— Start RECORDS FOR THIS TASK —

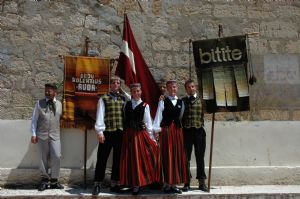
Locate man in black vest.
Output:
[92,77,130,195]
[31,84,64,191]
[182,80,208,192]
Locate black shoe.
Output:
[38,182,48,191]
[182,183,191,192]
[199,184,208,192]
[92,184,101,196]
[50,182,64,189]
[109,185,121,193]
[171,187,182,194]
[164,187,172,193]
[132,187,140,196]
[149,182,162,190]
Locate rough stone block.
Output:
[2,1,18,14]
[150,17,169,35]
[152,37,172,51]
[260,110,289,121]
[213,4,247,17]
[69,13,85,26]
[292,110,300,121]
[12,91,34,107]
[259,20,298,38]
[0,88,11,106]
[182,1,213,15]
[285,40,300,54]
[84,15,98,28]
[247,9,276,19]
[152,0,162,15]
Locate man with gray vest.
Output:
[182,80,208,192]
[31,84,64,191]
[92,77,130,195]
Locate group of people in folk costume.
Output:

— End RECORDS FOR THIS TASK —

#### [EXERCISE]
Shift the stretch from the line containing "Locate black shoe." through the end of the lines above by 122. Rewrite every line in full, requests included, adding 122 to each bounding box coordinate in the answers.

#### [SOLUTION TO THIS TASK]
Locate black shoe.
Output:
[160,304,170,313]
[304,305,313,314]
[321,306,330,314]
[214,306,223,318]
[172,304,186,311]
[231,307,243,315]
[293,309,304,316]
[286,309,294,315]
[254,309,262,318]
[271,304,284,312]
Locate rough stone block.
Output:
[124,123,140,136]
[272,139,291,157]
[274,159,294,173]
[382,232,411,243]
[335,126,369,139]
[191,135,207,148]
[414,232,422,243]
[134,213,156,229]
[381,142,420,160]
[122,210,133,228]
[304,123,335,137]
[407,162,422,176]
[206,137,220,150]
[369,131,398,141]
[274,122,284,137]
Locate man with gray vest.
Output:
[304,202,330,314]
[153,206,186,313]
[214,199,252,317]
Locate group of people in folk costume.
Output:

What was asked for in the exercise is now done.